Children 2024, 11(10), 1177; https://doi.org/10.3390/children11101177
Submission received: 23 August 2024 / Revised: 19 September 2024 / Accepted: 19 September 2024 / Published: 27 September 2024
(This article belongs to the Section Pediatric Orthopedics & Sports Medicine)

Abstract

:
Background/Objectives: While previous evidence has shown that using free weights for resistance training is a more practical approach to enhancing strength, there is a relatively low prevalence of free-weight resistance training among adolescent kayak/canoe athletes. Therefore, this study aims to assess the impact of free-weight resistance training on body composition and various performance factors among adolescent canoe/kayak athletes. Methods: Twenty-seven young sprint kayakers and canoeists (14 ± 1 years; 164 ± 7 cm; 56 ± 8 kg) completed this study. Following baseline assessments, athletes were randomly divided into two training groups: the free-weight resistance training group (FW) or the control group (C). The FW group underwent free-weight resistance training sessions twice weekly for 24 weeks. The C group maintained their regular bodyweight training sessions during the same timeframe. All participants performed both the pre- and post-training assessments for the following dependent variables: body composition, upper-body power, upper-body isometric muscle strength, isometric mid-thigh pull, core strength, countermovement jump, balance, anaerobic ability, and aerobic performance. Results: After 24 weeks of training, the free-weight resistance training group exhibited a significant increase in body weight (from 56 ± 5 kg to 58 ± 4 kg, p < 0.05) and improvements in the number of straight leg raise repetitions (from 23 ± 6 to 26 ± 4, p < 0.05) compared to the control group. However, the two groups observed no significant differences between upper-body isometric muscle strength, power, balance, and anaerobic/aerobic performance. Conclusions: A 24-week training duration might be insufficient for novice participants in resistance training. Future research should consider incorporating an adaptation period or a learning phase for movements before training, thereby enhancing the efficacy of free-weight resistance training in increasing strength.

1. Introduction

Flat-water sprint kayaking, an Olympic sport since 1936, features race distances of 200, 500, and 1000 m, with times ranging from about 35 s to 4 min. The contribution of energy systems varies significantly by distance: at 200 m, aerobic and anaerobic systems contribute 37% and 63%, respectively, whereas at 1000 m, the contributions shift to 82% aerobic and 18% anaerobic [1]. Gabler et al. [2] evaluated adolescent kayakers and canoeists using various physical fitness tests and found that performance in 2-min bench pull and bench press muscular endurance tests was highly positively correlated with 500 m and 2000 m race times on the water (R2500m = 0.77; R22000m = 0.64, 95% confidence interval). Kristiansen et al. [3] conducted a 6-week strength training intervention to increase the one-repetition maximum (1RM) in bench press. The training group showed a significant increase in 1RM strength in bench press, from 87.3 ± 21.2 kg before the intervention to 93.9 ± 21.3 kg after (p = 0.001), and in bench pull, from 84.2 ± 15.3 kg to 86.0 ± 15.1 kg (p = 0.025). The group also significantly reduced the time to complete the 200 m kayak ergometer sprint test, from 44.8 ± 4.3 s to 44.3 ± 4.3 s (p = 0.042). The study identified the 1RM bench press as the best predictor of 200 m kayaking performance; improvements in the 1RM bench press correlated with enhanced kayaking performance. Since kayaking propulsion relies on each stroke’s force, muscle strength crucially influences performance, making strength training essential for optimizing flat-water sprint kayaking [4].

□ □ □ □

### Exercises
a – How often did the free-weight group train each week in the kayak training study?
b – Write the next few sentences of the kayak training study's introduction, picking up after its final sentence.
The lines after this come from a separate source that has nothing to do with the kayak training study.

### Dataset section

□ □ □ □

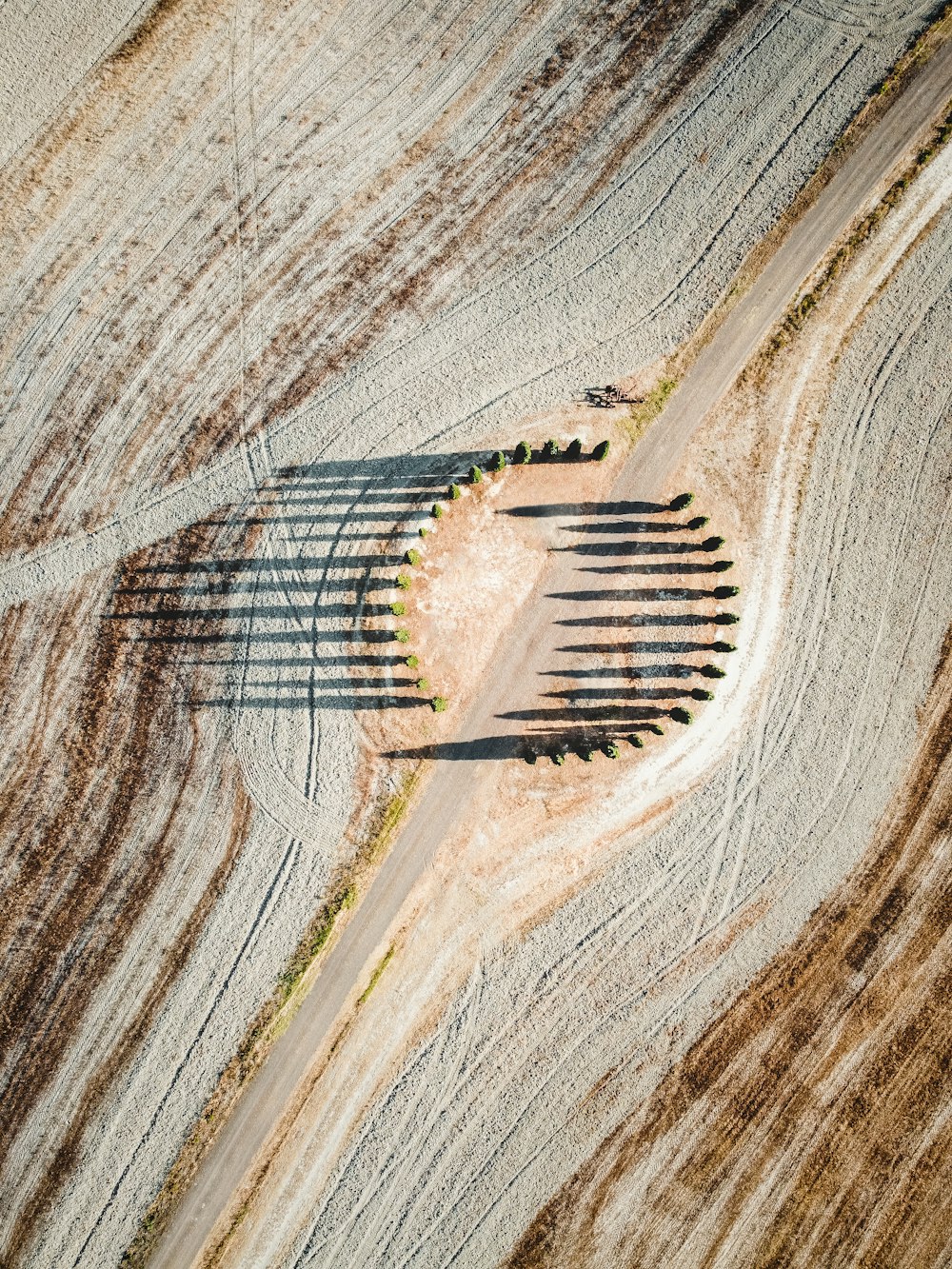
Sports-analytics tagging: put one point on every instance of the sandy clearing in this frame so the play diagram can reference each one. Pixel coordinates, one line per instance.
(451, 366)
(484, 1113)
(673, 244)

□ □ □ □

### Answers to the tasks
a – Twice a week.

b –
With advancements in strength and conditioning training, safely setting intensity and volume for athletes is a primary concern for coaches. In grassroots adolescent training, coaches face significant challenges in planning due to past debates against adolescent resistance training. In the 1970s and 1980s, resistance training was rarely recommended for children and adolescents due to concerns over high injury risks. This apprehension was primarily based on data from the National Electronic Injury Surveillance System (NEISS) of the U.S. Consumer Product Safety Commission [5], aggregating injury data from various emergency departments to estimate nationwide exercise-related injuries. However, it is critical to understand that NEISS data reflects injuries attributed by patients to resistance training and equipment, making it inaccurate to conclude that these injuries were solely caused by such activities [6]. However, with the advancement of scientific training, further investigations have found that many injuries occur due to incorrect training techniques or accidents that happen without proper supervision. Previous studies have indicated that resistance training performed with rigorous design and professional monitoring of intensity and training volume does not hinder the growth and development of adolescents [7]. Furthermore, it can enhance overall muscle strength and improve adolescent athletic performance [8,9]. Additionally, it can effectively prevent and reduce the risk of athletic injuries among athletes [10,11,12]. Pichardo et al. [13] conducted a 28-week training program with resistance training and resistance training combined with weightlifting for 59 male athletes aged 12–14 years. Both groups experienced minor-to-moderate improvements in resistance training skills battery quotient (RTSQ), absolute isometric mid-thigh pull peak force (IMTPABS), and ratio-scaled isometric mid-thigh pull peak force (IMTPREL) after the initial 14 weeks of training (effect size: d = 0.45–0.86). Additionally, after the subsequent 14 weeks of training, there were small-to-moderate improvements in lower body power, upper-body power, and speed (effect size: d = 0.30–0.95).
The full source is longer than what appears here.